> _AIM OF THE EXERCISE_
Your copy should begin at the line containing "Can you find the overcast" and end at the last line of the records; transcribe those lines exactly and leave out every picture.

Stored data entries:
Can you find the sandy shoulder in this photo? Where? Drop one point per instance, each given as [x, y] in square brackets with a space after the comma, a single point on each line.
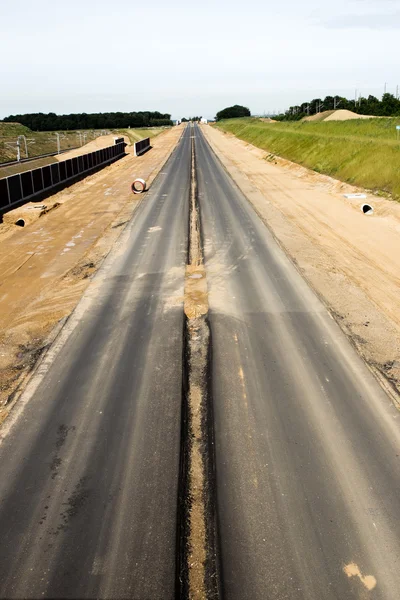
[350, 260]
[46, 266]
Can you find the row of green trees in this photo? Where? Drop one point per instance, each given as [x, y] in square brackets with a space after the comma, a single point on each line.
[233, 112]
[185, 120]
[116, 120]
[389, 106]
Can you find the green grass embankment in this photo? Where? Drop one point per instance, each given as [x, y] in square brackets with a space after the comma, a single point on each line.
[365, 153]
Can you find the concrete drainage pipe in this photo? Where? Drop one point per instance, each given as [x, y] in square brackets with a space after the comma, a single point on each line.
[367, 209]
[138, 186]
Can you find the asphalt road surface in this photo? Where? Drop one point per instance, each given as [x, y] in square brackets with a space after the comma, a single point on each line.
[307, 443]
[89, 469]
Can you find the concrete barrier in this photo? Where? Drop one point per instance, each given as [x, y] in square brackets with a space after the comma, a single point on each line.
[25, 186]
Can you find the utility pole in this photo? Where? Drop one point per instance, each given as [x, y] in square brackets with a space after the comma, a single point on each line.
[27, 142]
[336, 102]
[16, 144]
[59, 136]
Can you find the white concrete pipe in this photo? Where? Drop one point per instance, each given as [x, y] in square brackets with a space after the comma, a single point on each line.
[138, 186]
[367, 209]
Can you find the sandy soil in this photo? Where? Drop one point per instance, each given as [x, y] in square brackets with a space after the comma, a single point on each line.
[351, 260]
[337, 115]
[97, 144]
[46, 266]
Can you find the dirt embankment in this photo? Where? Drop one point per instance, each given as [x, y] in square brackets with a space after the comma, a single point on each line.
[337, 115]
[46, 266]
[103, 141]
[351, 260]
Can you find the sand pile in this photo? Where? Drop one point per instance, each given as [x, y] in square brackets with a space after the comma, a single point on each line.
[337, 115]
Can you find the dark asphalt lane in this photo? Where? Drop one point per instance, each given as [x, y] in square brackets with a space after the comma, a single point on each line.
[307, 443]
[89, 466]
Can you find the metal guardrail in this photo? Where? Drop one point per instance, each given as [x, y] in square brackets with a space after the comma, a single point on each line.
[142, 146]
[18, 162]
[25, 186]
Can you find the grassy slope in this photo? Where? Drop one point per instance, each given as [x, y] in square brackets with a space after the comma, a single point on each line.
[361, 152]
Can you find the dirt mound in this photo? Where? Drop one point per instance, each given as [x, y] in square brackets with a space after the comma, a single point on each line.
[337, 115]
[100, 142]
[319, 116]
[345, 115]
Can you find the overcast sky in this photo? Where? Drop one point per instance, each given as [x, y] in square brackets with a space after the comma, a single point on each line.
[193, 58]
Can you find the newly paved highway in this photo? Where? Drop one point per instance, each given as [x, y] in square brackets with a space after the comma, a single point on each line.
[307, 444]
[89, 470]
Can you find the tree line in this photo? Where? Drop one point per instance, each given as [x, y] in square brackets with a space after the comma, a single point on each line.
[116, 120]
[389, 106]
[233, 112]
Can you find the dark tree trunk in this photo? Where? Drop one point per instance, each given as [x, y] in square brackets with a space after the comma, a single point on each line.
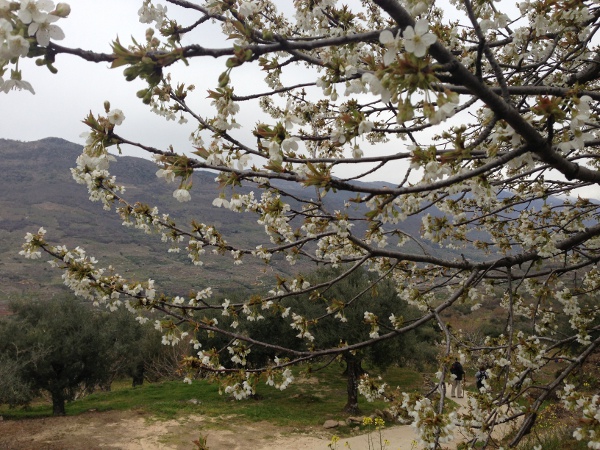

> _TASK OUTPUT_
Can you find the overcast sky in this photo? Where? Drop one point per instance, each given as [x, y] in square brackets with a space after the comma, a single point on each line.
[193, 58]
Can you find the newly paved highway in this photo? Where? Drop one point per instance, each given as [x, y] in square brackets with a space after the comma, a single point on each line.
[307, 444]
[89, 470]
Can you find the tree line in this photo? Where? Drop one point per instance, each given as [x, y] in square brackets with a space after the comma, a single point on each line.
[116, 120]
[389, 106]
[233, 112]
Can you find the dark tree trunk in this photo? Where? Drop one point per instance, each given as [x, y] in square brackets with a space after the comma, a single point on each line.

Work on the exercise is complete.